* WHAT IS REQUIRED
Exactly as given, write out all the entries again.

* EXTRACTED DATA
━━━━━━━━━━━━━━━━━━━━
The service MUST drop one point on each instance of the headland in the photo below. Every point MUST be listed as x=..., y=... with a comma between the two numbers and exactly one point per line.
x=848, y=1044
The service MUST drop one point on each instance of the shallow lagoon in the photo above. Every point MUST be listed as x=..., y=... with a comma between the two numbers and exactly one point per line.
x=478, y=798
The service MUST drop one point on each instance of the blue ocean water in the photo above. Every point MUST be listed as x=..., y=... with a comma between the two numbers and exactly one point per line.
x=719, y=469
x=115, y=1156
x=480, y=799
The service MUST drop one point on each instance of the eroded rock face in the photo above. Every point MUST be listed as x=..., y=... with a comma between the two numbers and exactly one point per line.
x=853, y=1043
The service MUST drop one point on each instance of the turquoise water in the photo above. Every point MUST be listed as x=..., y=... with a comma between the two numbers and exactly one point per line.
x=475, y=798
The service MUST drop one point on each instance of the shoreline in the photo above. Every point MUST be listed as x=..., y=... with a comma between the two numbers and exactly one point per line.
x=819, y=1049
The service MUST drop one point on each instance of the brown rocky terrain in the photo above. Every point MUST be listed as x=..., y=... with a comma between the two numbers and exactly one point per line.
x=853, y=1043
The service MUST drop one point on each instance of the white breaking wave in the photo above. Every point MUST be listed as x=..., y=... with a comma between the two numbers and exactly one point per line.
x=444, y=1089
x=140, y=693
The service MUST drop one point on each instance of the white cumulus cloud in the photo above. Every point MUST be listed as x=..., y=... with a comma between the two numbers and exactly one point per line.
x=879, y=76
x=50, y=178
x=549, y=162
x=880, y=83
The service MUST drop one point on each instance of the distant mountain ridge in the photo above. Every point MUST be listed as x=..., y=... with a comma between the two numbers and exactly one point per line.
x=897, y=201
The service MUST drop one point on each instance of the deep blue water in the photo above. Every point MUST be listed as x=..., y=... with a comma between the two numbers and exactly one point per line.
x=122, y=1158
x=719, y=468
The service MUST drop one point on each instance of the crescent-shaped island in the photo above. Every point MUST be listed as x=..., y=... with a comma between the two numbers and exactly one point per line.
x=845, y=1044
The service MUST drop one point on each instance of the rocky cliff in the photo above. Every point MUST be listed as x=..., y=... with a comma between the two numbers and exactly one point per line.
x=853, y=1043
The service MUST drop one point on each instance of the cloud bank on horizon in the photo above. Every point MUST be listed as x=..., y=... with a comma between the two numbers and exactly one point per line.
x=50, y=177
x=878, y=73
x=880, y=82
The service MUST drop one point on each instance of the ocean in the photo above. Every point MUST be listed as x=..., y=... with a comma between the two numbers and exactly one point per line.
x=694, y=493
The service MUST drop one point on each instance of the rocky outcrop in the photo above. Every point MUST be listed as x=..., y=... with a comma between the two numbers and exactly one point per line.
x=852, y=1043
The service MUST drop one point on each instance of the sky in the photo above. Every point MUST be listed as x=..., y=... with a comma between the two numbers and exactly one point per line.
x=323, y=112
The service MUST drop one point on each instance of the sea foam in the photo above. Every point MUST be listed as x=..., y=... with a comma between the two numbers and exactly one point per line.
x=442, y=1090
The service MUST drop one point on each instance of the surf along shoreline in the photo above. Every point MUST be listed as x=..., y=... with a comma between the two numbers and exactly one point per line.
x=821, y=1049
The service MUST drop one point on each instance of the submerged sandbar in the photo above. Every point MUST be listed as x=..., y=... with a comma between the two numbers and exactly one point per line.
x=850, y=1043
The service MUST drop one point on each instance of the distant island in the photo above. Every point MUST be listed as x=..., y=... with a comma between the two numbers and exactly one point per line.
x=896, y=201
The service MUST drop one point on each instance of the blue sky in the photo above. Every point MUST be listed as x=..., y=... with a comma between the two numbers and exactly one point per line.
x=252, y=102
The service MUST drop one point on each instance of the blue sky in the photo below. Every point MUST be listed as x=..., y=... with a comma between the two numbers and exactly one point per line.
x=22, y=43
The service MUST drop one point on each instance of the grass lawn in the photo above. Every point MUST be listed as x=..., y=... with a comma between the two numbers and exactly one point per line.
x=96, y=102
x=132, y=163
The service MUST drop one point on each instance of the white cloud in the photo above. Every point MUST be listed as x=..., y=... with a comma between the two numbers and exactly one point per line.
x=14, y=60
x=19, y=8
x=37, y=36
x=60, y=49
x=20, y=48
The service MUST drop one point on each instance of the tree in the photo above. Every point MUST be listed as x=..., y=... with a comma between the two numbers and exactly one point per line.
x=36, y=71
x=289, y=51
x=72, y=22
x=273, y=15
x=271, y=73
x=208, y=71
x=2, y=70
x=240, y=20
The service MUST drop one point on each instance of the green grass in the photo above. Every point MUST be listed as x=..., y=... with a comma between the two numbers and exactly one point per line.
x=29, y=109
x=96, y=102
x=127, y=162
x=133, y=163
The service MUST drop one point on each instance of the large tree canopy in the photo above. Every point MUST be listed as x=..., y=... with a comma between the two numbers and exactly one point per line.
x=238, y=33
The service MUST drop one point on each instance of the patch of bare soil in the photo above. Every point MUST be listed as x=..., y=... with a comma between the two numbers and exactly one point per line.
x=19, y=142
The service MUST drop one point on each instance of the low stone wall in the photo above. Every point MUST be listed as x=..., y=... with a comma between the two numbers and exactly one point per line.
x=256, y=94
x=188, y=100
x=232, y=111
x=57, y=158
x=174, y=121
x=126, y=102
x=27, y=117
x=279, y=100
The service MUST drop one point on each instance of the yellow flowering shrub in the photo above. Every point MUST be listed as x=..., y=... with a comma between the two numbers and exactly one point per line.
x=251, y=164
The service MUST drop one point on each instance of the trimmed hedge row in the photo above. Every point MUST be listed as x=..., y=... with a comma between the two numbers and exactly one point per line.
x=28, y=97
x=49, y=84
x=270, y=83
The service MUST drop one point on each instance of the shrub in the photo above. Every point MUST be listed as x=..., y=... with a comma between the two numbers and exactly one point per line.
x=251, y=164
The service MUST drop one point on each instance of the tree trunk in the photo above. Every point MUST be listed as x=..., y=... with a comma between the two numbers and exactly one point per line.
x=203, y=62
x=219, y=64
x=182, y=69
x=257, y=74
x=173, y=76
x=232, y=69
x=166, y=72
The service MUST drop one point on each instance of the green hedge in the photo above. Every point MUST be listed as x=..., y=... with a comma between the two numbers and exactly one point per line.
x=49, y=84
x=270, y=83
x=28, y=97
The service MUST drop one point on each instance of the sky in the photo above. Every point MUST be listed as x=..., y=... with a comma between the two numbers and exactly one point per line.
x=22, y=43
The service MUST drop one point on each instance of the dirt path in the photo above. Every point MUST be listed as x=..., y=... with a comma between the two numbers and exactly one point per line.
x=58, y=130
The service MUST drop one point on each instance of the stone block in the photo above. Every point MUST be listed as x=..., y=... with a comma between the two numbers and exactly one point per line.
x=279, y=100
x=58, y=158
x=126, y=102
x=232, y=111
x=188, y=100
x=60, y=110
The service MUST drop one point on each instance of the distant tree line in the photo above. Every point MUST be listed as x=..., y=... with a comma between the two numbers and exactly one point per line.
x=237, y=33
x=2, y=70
━━━━━━━━━━━━━━━━━━━━
* ANSWER TO THIS TASK
The service MUST drop one point on each instance of the headland in the photo below. Every point MUST be listed as x=..., y=... with a comma between the two numbers and exactly one point per line.
x=848, y=1044
The service MUST drop one point on each instance of the shallow lagoon in the photo above. Every point MUST be listed as x=..., y=... with a comma between the two numbers and exactly one point per line.
x=478, y=798
The service MUST drop one point on each instance of the blue ocean water in the photo above. Every point MUST be listed as x=..., y=... with a comma between the two numbers and exactly one point per line.
x=719, y=469
x=115, y=1156
x=480, y=799
The service MUST drop one point on each instance of the eroded rock face in the photo above. Every point MUST be listed as x=..., y=... with a comma between the two numbers and exactly one point per line.
x=853, y=1043
The service MUST drop one point on each instance of the turquoise water in the photo above. Every point MUST be listed as x=..., y=... with a comma between the two numbers and exactly one point per line.
x=475, y=798
The service MUST drop one point on each instance of the shoreline in the photo above. Every point MUST be listed as x=..., y=... with a comma between the two numbers and exactly one point per line.
x=819, y=1049
The service MUST drop one point on each instance of the brown rocky terrain in the photo above. Every point MUST be listed as x=..., y=... with a comma between the two numbers and exactly one point per line.
x=853, y=1043
The service MUST drop one point on each instance of the white breaking wave in the photo above. Every point MUST be listed as x=..., y=... with a comma between the two numbers and exactly one point per line.
x=444, y=1089
x=140, y=693
The service MUST drop one point on each instance of the white cumulus cloud in the photo above. Every point MUST be listed as x=..., y=... with a comma between the two numbers and exactly one point per line.
x=879, y=76
x=50, y=178
x=549, y=162
x=880, y=83
The service MUST drop one point on each instance of the distant mountain ridge in the photo above. Every point MUST be listed as x=..., y=... with a comma between the two numbers and exactly one point per line.
x=897, y=201
The service MUST drop one point on each instance of the deep blue water in the photo above. Every point MUST be listed as x=..., y=... with a comma between the two numbers and exactly one point per line.
x=122, y=1158
x=719, y=468
The service MUST drop one point on each instance of the crescent-shaped island in the photo above. Every point MUST be listed as x=..., y=... with a comma between the two numbers and exactly one point per line.
x=845, y=1044
The service MUST drop one point on each instance of the rocky cliff in the photo above. Every point MUST be listed as x=..., y=... with a comma between the two numbers and exactly one point per line.
x=853, y=1043
The service MUST drop one point on each instance of the cloud bank on horizon in the photo above. Every point MUST be listed as x=..., y=... with a comma between the two numbers and exactly one point per line.
x=50, y=177
x=878, y=73
x=880, y=82
The service MUST drop one point on each instance of the ocean in the photo above. Every point MUST be listed as x=..., y=... with a comma between the two numbers and exactly one point per line.
x=694, y=493
The service MUST drop one point on each instance of the rocky outcrop in the photo above. Every point MUST be listed as x=..., y=... with a comma between the two numbers and exactly one point per line.
x=852, y=1043
The service MUST drop one point on each instance of the sky in the photo above. Every point MUST be listed as x=..., y=... with a comma between the two numbers and exactly one point per line.
x=323, y=112
The service MUST drop one point on each instance of the sea foam in the photo above. Every point MUST be listed as x=..., y=... with a comma between the two numbers and exactly one point per line.
x=442, y=1090
The service MUST drop one point on each instance of the surf along shoreline in the photo above. Every point MUST be listed as x=..., y=... with a comma between the two numbers and exactly one point per line.
x=821, y=1049
The service MUST drop one point on each instance of the submerged sandbar in the photo above. Every point MUST be listed as x=..., y=... with a comma between the two numbers and exactly one point per line.
x=850, y=1043
The service MUST drop one point on each instance of the distant island in the photo above. Every point MUST be listed as x=..., y=... with a comma between the two numbers and exactly one point per line.
x=896, y=201
The service MUST drop one point on each instance of the blue sky in the photo above. Every point MUST be listed as x=..., y=... with a comma between the two numbers and exactly one point per line.
x=252, y=102
The service MUST drop one point on each instance of the blue sky in the photo below. Every point MUST be listed as x=..., y=... with a comma between the two numbers and exactly one point per line.
x=22, y=43
The service MUST drop one point on each instance of the grass lawn in the photo above. Every point MUST be listed as x=..., y=... with a comma between the two numbers and exactly one point per line.
x=96, y=102
x=132, y=163
The service MUST drop one point on each instance of the white cloud in the photo above. Every point MUST be listed as x=..., y=... with a comma between the two numbers and exactly one point per line.
x=14, y=60
x=19, y=8
x=37, y=36
x=60, y=49
x=20, y=48
The service MUST drop one point on each instance of the tree in the photo above. Every point MUST be listed as x=..., y=... with a comma between the two numbers and exactly one point per line.
x=36, y=71
x=289, y=51
x=72, y=22
x=273, y=15
x=271, y=73
x=208, y=71
x=2, y=70
x=240, y=20
The service MUST drop one point on each instance of the green grass in the photo above. Every point MUST be listed as x=..., y=... with a comma between the two numbers and exactly one point per line.
x=29, y=109
x=96, y=102
x=127, y=162
x=133, y=163
The service MUST drop one point on each instance of the large tree canopy in the photo above. Every point MUST be listed as x=..., y=... with a comma between the two numbers and exactly one point per line.
x=238, y=33
The service MUST drop one point on each instance of the patch of bare soil in the photo above. Every point MUST be listed as x=..., y=... with a comma between the two numbers and exactly one point per line.
x=19, y=142
The service MUST drop one point on each instance of the low stone wall in the photo above. Every point MUST be listed as x=..., y=... with a comma between the two numbers and exactly one point per line.
x=256, y=94
x=188, y=100
x=232, y=111
x=57, y=158
x=174, y=121
x=126, y=102
x=27, y=117
x=279, y=100
The service MUST drop one point on each instance of the yellow flowering shrub in the photo above. Every point MUST be listed as x=..., y=... with a comma between the two numbers and exactly one point per line.
x=251, y=164
The service MUST drop one point on each instance of the trimmed hedge row in the photo above. Every point MUST be listed as x=..., y=... with a comma between the two numbers and exactly one point per line.
x=28, y=97
x=49, y=84
x=270, y=83
The service MUST drop one point on each instance of the shrub in the photo above. Every point MUST be listed as x=..., y=... with a comma between the two numbers and exactly one point per line.
x=251, y=164
The service MUST drop one point on each instance of the tree trunk in the photo above. Every point MUST be listed as x=..., y=... with a comma between the two numbers and exactly one point per line.
x=203, y=62
x=219, y=64
x=182, y=69
x=257, y=74
x=173, y=76
x=232, y=69
x=166, y=72
The service MUST drop one point on each instance of the green hedge in the photo above. Every point MUST be listed as x=..., y=... with a comma between the two numbers and exactly one point per line.
x=49, y=84
x=270, y=83
x=28, y=97
The service MUST drop one point on each instance of the sky in the photo above. Every point MUST be listed as x=..., y=... with a comma between the two numbers and exactly one point per line.
x=22, y=43
The service MUST drop one point on each instance of the dirt path in the photo above. Every point MUST be listed as x=..., y=... with a comma between the two numbers and exactly one point per line.
x=58, y=130
The service MUST drop one point on each instance of the stone block in the photo above. Every point MUST be listed as x=..., y=... with a comma between the two numbers and exactly one point per line.
x=279, y=100
x=58, y=158
x=126, y=102
x=232, y=111
x=188, y=100
x=60, y=110
The service MUST drop one point on each instance of the distant tree line in the photo above. Every point MUST be listed as x=..., y=... with a comma between the two numbers and exactly one point per line.
x=237, y=33
x=2, y=70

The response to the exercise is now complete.